The SDP procedure starts by initiating the values of the objective function at the last stage (a month in the future) to zero, or any other arbitrary value, for each combination of the discrete values of the two state variables at some time step in the future. Thereafter the process continues by traversing backwards along the temporal stages (i.e., months). The optimization consists of a number of iterations, each having 12 monthly stages representing one annual cycle. Usually one iteration cycle comprises 12 stages (months) of computation but more refined temporal stages (decades, etc.) can also be envisaged. The aggregate of the objective function’s expectation grows by setting its value at the beginning of each iteration (i.e., a year) to the respective accumulated value of the objective function at the end of the last stage of the previous iteration. After a few iterations, the increase in value for any state over a period of one year becomes constant
|Image not available in HTML version|
Figure 1.4 Flow diagram for the stochastic dynamic programming model
and independent of the state. This is the expected annual return from the operation of the system.
There are two criteria that determine the convergence.
(a) Stabilization of the expected annual increment of the optimum value obtained by Bellman’s recursive formula (Loucks et al., 1981).
During continued backward computation of the SDP algorithm, the optimum expected return for all possible initial states will be determined for each stage (month). When the expected return for a period of one year becomes constant for all state transformations in each stage (month), the convergence criterion of constant expected annual objective achievement is satisfied.
(b) Stabilization of the operation policy (Chow et al., 1975).

(Coordinate labeling data)
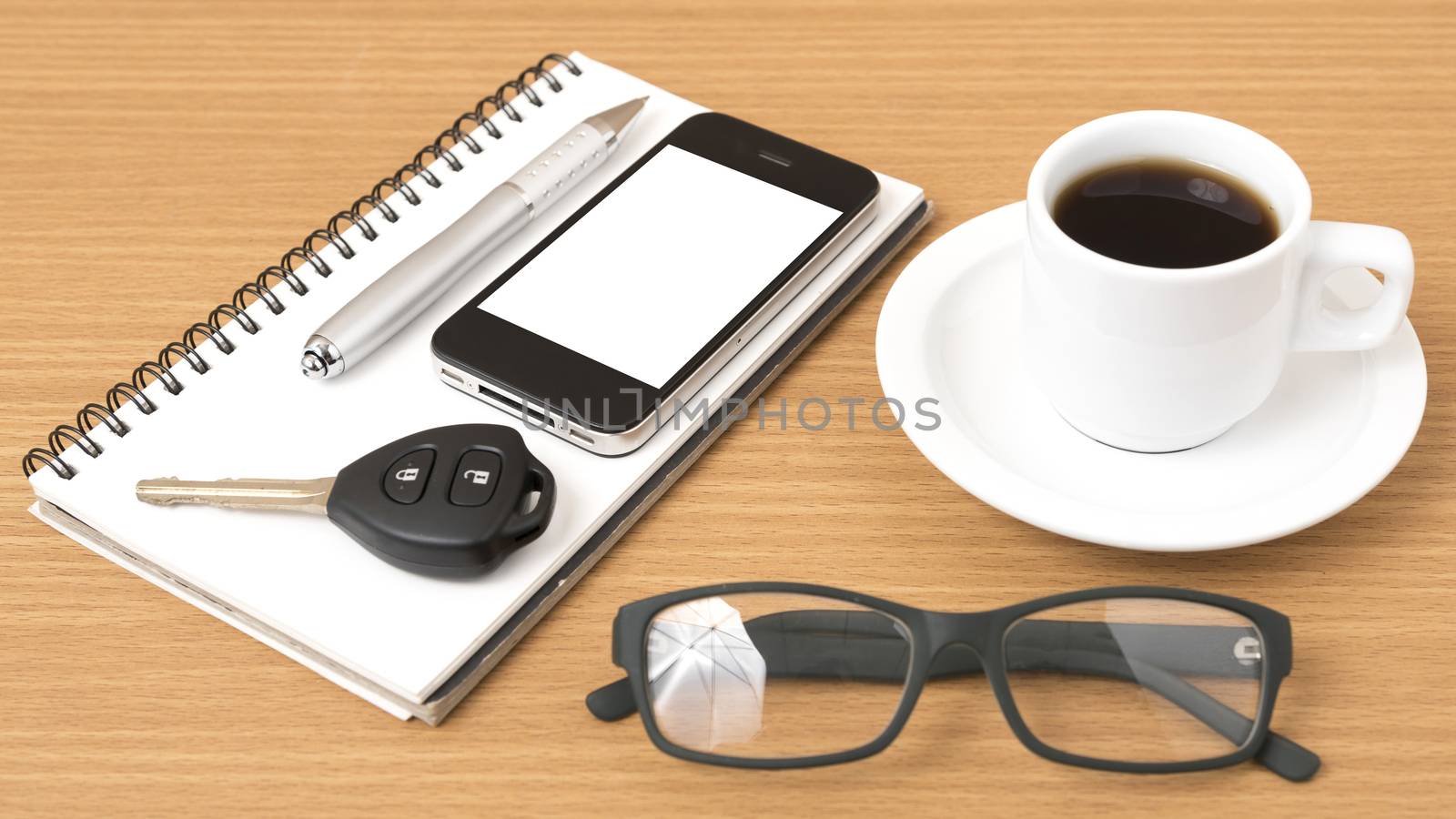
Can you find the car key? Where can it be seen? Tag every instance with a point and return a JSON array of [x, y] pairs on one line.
[[451, 500]]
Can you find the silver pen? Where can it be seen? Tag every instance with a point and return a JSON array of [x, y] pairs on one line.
[[400, 295]]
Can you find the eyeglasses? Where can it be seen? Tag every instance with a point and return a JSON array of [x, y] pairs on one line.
[[786, 675]]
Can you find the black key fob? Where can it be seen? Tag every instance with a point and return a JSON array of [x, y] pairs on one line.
[[448, 501]]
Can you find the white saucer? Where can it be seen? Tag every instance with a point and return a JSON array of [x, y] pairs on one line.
[[1334, 428]]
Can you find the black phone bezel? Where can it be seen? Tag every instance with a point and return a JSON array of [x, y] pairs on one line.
[[545, 373]]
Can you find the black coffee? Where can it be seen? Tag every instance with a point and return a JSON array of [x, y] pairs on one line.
[[1165, 213]]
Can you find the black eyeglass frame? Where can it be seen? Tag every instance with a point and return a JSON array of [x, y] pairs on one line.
[[985, 632]]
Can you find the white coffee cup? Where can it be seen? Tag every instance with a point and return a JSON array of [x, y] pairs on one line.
[[1159, 360]]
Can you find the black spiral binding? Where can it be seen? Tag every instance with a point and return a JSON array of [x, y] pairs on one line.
[[288, 271]]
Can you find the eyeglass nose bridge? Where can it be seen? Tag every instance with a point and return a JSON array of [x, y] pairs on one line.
[[950, 629]]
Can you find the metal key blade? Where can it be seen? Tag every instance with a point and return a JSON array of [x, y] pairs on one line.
[[240, 493]]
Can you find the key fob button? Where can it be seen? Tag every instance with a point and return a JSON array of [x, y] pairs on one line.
[[475, 479], [405, 479]]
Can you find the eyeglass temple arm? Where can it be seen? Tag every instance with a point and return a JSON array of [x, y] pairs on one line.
[[868, 646]]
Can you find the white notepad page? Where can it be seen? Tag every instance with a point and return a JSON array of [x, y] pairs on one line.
[[254, 414]]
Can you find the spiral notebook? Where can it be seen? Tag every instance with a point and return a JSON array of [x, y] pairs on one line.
[[226, 399]]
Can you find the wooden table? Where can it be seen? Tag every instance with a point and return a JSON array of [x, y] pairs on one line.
[[155, 155]]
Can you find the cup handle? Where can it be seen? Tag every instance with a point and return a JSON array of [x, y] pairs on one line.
[[1337, 245]]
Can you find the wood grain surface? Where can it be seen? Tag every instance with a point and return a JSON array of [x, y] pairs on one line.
[[155, 155]]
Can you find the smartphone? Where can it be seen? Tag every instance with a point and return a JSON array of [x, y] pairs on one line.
[[626, 309]]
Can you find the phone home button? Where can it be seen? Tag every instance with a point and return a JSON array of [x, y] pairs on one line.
[[475, 479]]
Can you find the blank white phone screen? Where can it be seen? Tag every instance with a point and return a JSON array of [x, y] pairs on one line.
[[647, 278]]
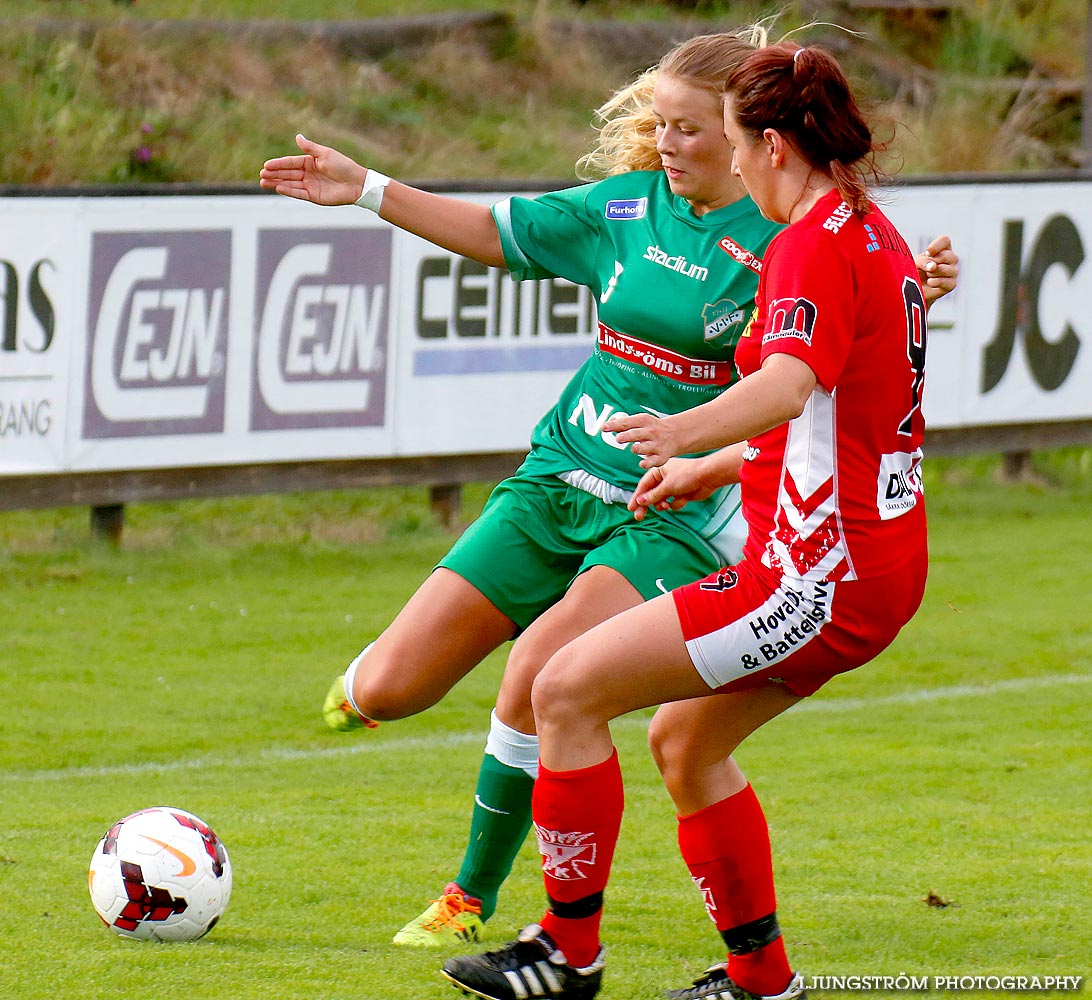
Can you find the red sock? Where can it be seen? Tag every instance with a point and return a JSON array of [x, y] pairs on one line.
[[577, 816], [726, 846]]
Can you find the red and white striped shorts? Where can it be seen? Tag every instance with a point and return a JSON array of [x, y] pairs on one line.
[[745, 626]]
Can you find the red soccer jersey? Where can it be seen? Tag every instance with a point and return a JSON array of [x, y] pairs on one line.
[[837, 492]]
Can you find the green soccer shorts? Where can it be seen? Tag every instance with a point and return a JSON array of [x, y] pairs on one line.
[[536, 534]]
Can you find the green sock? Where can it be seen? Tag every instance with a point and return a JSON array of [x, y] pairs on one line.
[[499, 824]]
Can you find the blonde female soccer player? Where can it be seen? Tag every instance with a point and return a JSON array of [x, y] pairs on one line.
[[671, 245]]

CHALLENGES:
1 - From the passage on stochastic dynamic programming, reproduce the text from "(a) Stabilization of" up to and including "achievement is satisfied.", substituting "anticipated return" for every occurrence of "expected return".
2 - According to the passage on stochastic dynamic programming, what is the second criterion that determines convergence?
The rows play no part in what you are asked to do.

ANSWERS BELOW:
1 -
(a) Stabilization of the expected annual increment of the optimum value obtained by Bellman’s recursive formula (Loucks et al., 1981).
During continued backward computation of the SDP algorithm, the optimum anticipated return for all possible initial states will be determined for each stage (month). When the anticipated return for a period of one year becomes constant for all state transformations in each stage (month), the convergence criterion of constant expected annual objective achievement is satisfied.

2 - Stabilization of the operation policy.